## start Dataset records

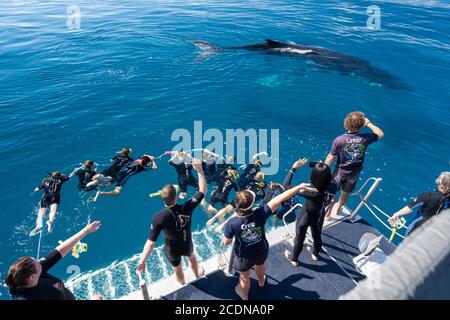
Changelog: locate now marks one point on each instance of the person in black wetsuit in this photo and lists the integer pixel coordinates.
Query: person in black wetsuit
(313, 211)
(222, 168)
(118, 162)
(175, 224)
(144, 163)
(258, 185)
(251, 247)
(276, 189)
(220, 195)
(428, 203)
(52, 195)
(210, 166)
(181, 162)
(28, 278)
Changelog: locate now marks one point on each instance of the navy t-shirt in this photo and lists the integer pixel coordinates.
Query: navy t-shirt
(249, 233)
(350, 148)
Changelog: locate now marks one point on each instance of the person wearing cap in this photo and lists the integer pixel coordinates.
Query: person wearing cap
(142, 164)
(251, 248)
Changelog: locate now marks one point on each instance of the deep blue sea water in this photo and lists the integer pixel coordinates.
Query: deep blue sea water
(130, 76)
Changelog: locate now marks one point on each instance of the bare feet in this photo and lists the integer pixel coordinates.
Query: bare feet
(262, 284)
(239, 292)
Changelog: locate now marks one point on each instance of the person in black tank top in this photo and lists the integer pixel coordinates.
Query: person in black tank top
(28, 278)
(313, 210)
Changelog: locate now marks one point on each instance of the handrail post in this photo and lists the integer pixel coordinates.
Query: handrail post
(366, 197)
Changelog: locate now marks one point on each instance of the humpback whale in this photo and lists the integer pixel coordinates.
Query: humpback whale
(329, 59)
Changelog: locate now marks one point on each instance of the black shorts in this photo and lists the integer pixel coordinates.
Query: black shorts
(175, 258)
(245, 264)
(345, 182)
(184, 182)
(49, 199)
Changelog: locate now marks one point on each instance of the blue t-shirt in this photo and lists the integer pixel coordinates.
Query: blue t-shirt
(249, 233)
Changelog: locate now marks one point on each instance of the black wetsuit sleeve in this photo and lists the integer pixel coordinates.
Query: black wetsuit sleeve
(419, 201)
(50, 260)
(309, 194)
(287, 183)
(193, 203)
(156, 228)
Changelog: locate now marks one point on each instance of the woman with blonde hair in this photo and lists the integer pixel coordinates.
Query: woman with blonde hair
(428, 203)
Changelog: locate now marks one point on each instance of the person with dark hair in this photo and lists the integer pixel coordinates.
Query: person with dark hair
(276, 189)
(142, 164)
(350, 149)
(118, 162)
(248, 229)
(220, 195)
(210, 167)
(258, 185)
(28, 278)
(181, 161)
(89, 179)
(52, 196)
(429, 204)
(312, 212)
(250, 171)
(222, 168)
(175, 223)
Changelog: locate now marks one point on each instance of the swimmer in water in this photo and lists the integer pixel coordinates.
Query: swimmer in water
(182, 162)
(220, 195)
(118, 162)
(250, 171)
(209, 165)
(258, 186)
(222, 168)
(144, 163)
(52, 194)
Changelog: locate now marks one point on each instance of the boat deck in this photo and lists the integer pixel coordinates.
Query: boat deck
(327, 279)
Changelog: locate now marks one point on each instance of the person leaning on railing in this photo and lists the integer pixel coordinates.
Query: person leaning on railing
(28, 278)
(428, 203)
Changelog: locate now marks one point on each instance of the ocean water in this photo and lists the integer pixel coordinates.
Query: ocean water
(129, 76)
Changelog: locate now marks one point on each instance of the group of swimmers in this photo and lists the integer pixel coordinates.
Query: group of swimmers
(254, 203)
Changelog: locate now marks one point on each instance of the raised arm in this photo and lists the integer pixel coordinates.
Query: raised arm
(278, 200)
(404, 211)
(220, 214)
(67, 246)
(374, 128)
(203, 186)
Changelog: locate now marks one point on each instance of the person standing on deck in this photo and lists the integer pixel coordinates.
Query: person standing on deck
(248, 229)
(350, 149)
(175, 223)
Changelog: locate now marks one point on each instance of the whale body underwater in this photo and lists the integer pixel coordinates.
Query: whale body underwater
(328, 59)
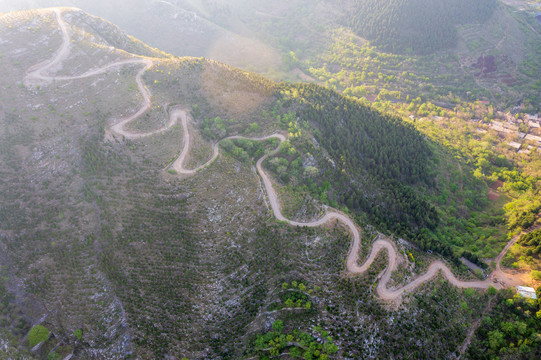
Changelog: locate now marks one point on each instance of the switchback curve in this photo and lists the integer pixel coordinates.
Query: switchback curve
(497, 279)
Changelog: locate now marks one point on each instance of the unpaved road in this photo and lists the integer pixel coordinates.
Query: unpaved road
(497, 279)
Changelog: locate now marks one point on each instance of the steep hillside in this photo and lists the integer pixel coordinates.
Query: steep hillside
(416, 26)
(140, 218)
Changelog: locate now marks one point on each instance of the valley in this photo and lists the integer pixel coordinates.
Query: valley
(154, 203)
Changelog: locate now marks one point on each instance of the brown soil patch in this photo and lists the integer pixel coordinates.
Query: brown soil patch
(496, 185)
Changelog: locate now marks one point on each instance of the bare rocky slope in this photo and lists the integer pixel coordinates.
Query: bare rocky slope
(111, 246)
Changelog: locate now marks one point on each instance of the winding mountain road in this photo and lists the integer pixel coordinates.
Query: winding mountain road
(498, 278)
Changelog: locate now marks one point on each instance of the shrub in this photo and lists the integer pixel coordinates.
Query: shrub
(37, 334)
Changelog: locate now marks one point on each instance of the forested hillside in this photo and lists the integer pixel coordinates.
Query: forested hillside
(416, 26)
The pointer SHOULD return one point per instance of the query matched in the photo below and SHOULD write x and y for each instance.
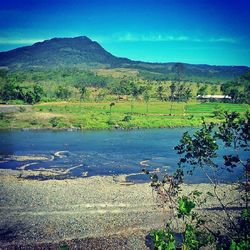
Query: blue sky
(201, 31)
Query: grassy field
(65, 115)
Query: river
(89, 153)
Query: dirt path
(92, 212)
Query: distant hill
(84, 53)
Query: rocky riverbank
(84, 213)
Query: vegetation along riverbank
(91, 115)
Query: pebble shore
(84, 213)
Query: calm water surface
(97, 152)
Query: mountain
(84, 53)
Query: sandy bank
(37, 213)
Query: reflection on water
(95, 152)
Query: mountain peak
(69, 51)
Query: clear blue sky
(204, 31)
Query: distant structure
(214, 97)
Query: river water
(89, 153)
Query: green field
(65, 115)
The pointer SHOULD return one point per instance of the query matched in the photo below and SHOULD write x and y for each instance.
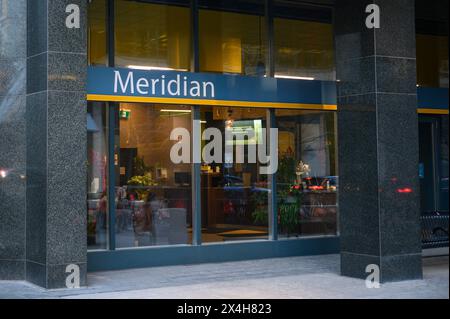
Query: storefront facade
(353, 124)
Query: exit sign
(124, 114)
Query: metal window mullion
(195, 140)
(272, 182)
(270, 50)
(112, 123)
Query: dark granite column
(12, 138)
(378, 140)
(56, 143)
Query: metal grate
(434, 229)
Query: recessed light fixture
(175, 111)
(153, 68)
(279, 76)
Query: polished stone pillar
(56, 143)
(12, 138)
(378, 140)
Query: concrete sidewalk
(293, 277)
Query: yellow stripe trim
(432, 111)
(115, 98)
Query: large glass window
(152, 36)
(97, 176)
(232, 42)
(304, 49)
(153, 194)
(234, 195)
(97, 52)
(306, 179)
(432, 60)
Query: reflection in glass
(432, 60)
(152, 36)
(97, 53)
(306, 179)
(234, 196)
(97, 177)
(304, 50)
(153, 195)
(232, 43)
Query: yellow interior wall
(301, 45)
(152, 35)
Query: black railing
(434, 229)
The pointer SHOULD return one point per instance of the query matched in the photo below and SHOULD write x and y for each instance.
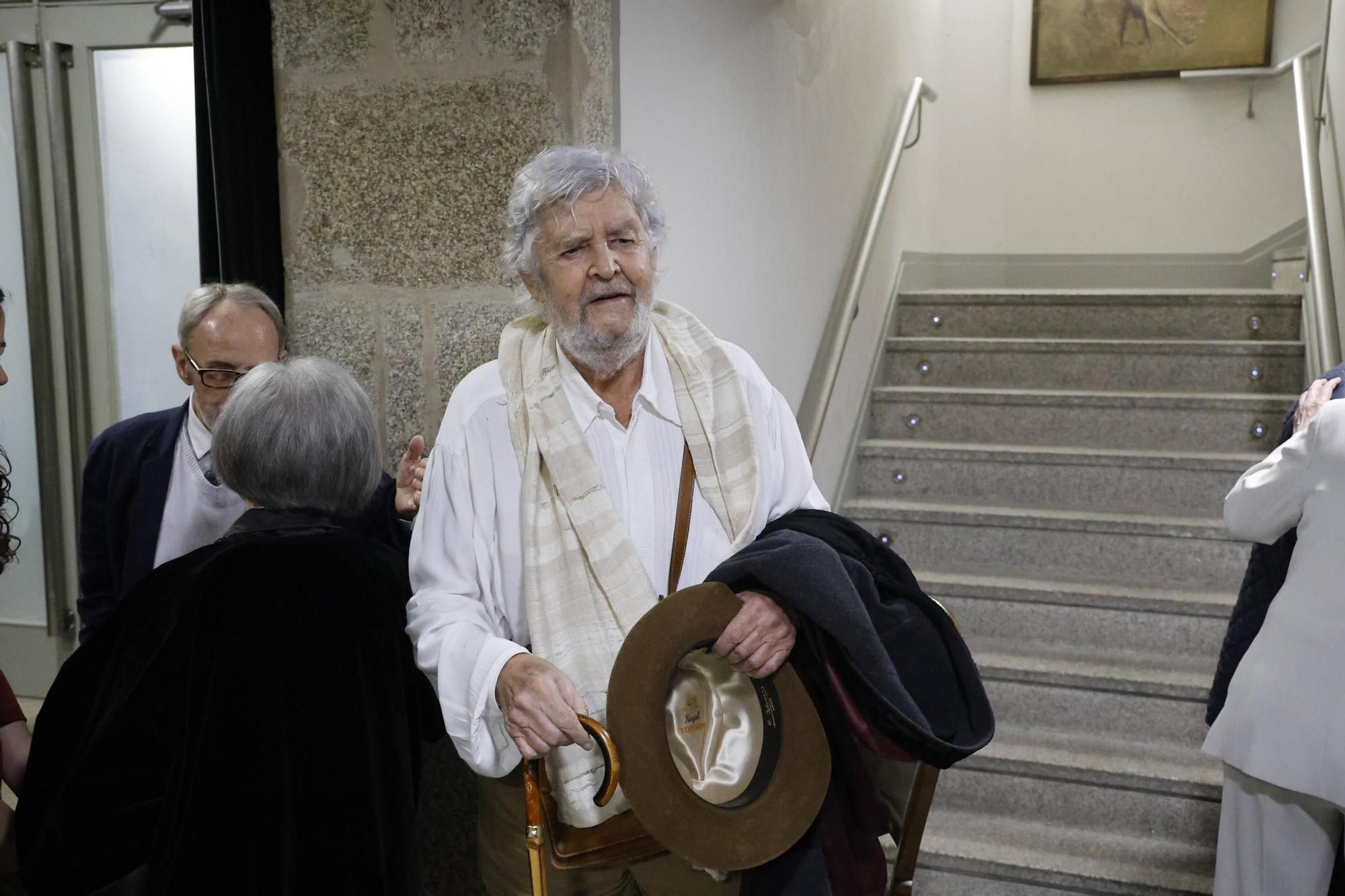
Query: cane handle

## end Dataset records

Exercise task ::
Print each entry shown above with exact wording and no pictures.

Answer below ::
Changelog: locate now marks one point on each instance of the person in black wetsuit in this photo and lists the integer pixel coordinates.
Query: person in black wetsuit
(313, 211)
(222, 168)
(118, 162)
(175, 224)
(144, 163)
(258, 185)
(251, 247)
(276, 189)
(220, 195)
(428, 203)
(52, 195)
(210, 166)
(181, 162)
(28, 278)
Changelog: locate now marks one point on each instance of the navy t-shirt in this photo and lists the integer pixel coordinates.
Query: navy t-shirt
(249, 233)
(350, 148)
Changelog: locate now marks one point on each instance of the person wearing cap in this photo and lists the integer pixel coordinates.
Query: person wearing cap
(142, 164)
(251, 248)
Changelog: locate now marks one point on each instance of the deep blue sea water in this photo and lists the integer pixel coordinates.
Query: deep blue sea water
(130, 76)
Changelog: locate now marks one point on each instance of the bare feet in this photo and lists the integer pixel coordinates.
Query: bare feet
(262, 284)
(239, 292)
Changelog: locate now marks one point on each instance of the person in black tank top in this photo and lists the integer pixel coordinates.
Query: person in black tank top
(28, 278)
(313, 210)
Changelog: locate now marks one point on each instance of the handrail post in this photo and lists the integer pixel coordinates.
Query: handrail post
(366, 197)
Changelog: locate now marks one point on each instance of the humpback whale in this photo and lists the integer pixel coordinates.
Query: humpback whale
(329, 59)
Changelog: locate now marks one point on each instance of the black shorts in this photo and lists the integer pixel coordinates.
Query: black shorts
(175, 258)
(245, 264)
(345, 182)
(184, 182)
(49, 199)
Changelog: locate now marks one point on each instance of the blue t-shirt in this photo and lists the integer pixel coordinates.
Query: blue t-shirt
(249, 233)
Changelog: locate now marks one point on each instance of the black wetsuit sleeve in this photo and lists the integer pixel coordinates.
Query: black wetsuit sleeve
(419, 201)
(50, 260)
(309, 194)
(287, 183)
(193, 203)
(156, 228)
Changelog: locate now marks one point on each instance of the woman with blonde hair in this photo and lists the integer pixel coordinates.
Query: woman with blonde hair
(428, 203)
Changelog: locate now marks one point on each instance of the person with dark hair in this photo and lists the integer pixel coordinates.
Query: person with dark hair
(276, 189)
(142, 164)
(350, 149)
(118, 162)
(248, 229)
(220, 195)
(210, 167)
(258, 185)
(28, 278)
(181, 161)
(89, 179)
(52, 196)
(429, 204)
(312, 212)
(250, 171)
(222, 168)
(175, 223)
Changelog: locate now marks one point on each instance of the swimmer in water in this photo and lists the integer pixel coordinates.
Query: swimmer in water
(182, 162)
(220, 195)
(118, 162)
(250, 171)
(209, 165)
(258, 186)
(222, 168)
(144, 163)
(52, 194)
Changelog: locate now marks one point on each instance of the boat deck in this photo and lists the integer pixel coordinates.
Query: boat deck
(327, 279)
Changelog: locate now marks one point on each instance of the person leaning on railing in this photo and lists the integer pixel coordinates.
Query: person leaning on railing
(28, 278)
(428, 203)
Changelog: locate now marks one point on each instance of the ocean water in this photo and lists the integer pixel coordinates.
Query: ocean water
(129, 76)
Changelog: locate now marks one point on each instance of the group of swimmers in this photo and lists the integer pixel coordinates.
Query: group of swimmers
(254, 203)
Changelog: locate now marks one point on each instance of the raised arm in this photo and lists the integer pixel coordinates.
Query: raised arm
(278, 200)
(404, 211)
(220, 214)
(67, 246)
(374, 128)
(203, 186)
Changelog: locate now marks one point on each instance of the person standing on deck in this photo and lists the integer pixel coordinates.
Query: person standing on deck
(248, 229)
(350, 149)
(175, 223)
Changelog: locate now marks one point on each instance of the whale body underwater in this photo and lists the integer pixel coordinates.
Query: whale body underwater
(328, 59)
Changelog: locate now marks one point on each instance of the switchback curve in this photo and lists the integer pixel coordinates.
Query: switchback curve
(497, 279)
Changelog: locate now marks one point on each instance of the unpaved road in this photo and lists the integer pixel coordinates.
Query: unpaved road
(497, 279)
Changelog: locate now marks one point on each instance of the steep hillside in this photo and lists the integer pixel coordinates.
Query: steep hillside
(416, 26)
(140, 218)
Changelog: locate now marks one point on each instance of the valley in this photo and lists the integer pixel coordinates.
Query: valley
(154, 203)
Changelog: locate now marks one point on each instance of the brown soil patch in this photo and lists the integer pixel coordinates.
Query: brown soil patch
(496, 185)
Changelog: locate now marks one point on each instance of the bare rocky slope in this photo and lists the integer pixel coordinates.
Query: bare rocky slope
(111, 246)
Changelog: locate now marks one point on each instance of the winding mountain road in this photo and lists the integer pixel coordinates.
Query: winding mountain road
(498, 278)
Changelog: locate now marks one point on each instance of the shrub in this photo and lists the integer pixel coordinates.
Query: shrub
(37, 334)
Changelog: locate now marks one point on each instance of the forested hillside in this photo and lists the integer pixel coordinates.
Query: forested hillside
(416, 26)
The pointer SHOULD return one point per instance of the query matched in the photo below and SHOULD write x and y for each instance.
Query: blue sky
(201, 31)
Query: grassy field
(65, 115)
Query: river
(89, 153)
Query: dirt path
(92, 212)
Query: distant hill
(84, 53)
Query: rocky riverbank
(84, 213)
Query: vegetation along riverbank
(91, 115)
Query: pebble shore
(84, 213)
Query: calm water surface
(97, 152)
Query: mountain
(84, 53)
Query: sandy bank
(37, 213)
Query: reflection on water
(95, 152)
Query: mountain peak
(69, 51)
Query: clear blue sky
(204, 31)
Query: distant structure
(214, 97)
Query: river water
(89, 153)
Query: green field
(65, 115)
The pointer SHOULD return one point per instance of the query matched in the photo below and SHOULD write x and y for each instance.
Query: storefront facade
(353, 124)
Query: exit sign
(124, 114)
Query: metal window mullion
(195, 140)
(272, 182)
(270, 50)
(112, 123)
Query: dark granite column
(12, 138)
(378, 140)
(56, 143)
Query: metal grate
(434, 229)
Query: recessed light fixture
(175, 111)
(153, 68)
(279, 76)
Query: polished stone pillar
(56, 143)
(12, 138)
(378, 140)
Query: concrete sidewalk
(293, 277)
Query: yellow stripe trim
(432, 111)
(115, 98)
Query: large glass window
(152, 36)
(97, 176)
(232, 42)
(304, 49)
(153, 194)
(234, 195)
(97, 52)
(306, 179)
(432, 60)
Query: reflection in glass
(432, 60)
(152, 36)
(97, 53)
(306, 179)
(234, 196)
(97, 177)
(304, 50)
(153, 195)
(232, 43)
Query: yellow interior wall
(301, 45)
(152, 35)
Query: black railing
(434, 229)
The pointer SHOULD return one point per instance of the query matched in the photo below and SHOULD write x and y for each instance.
Query: cane handle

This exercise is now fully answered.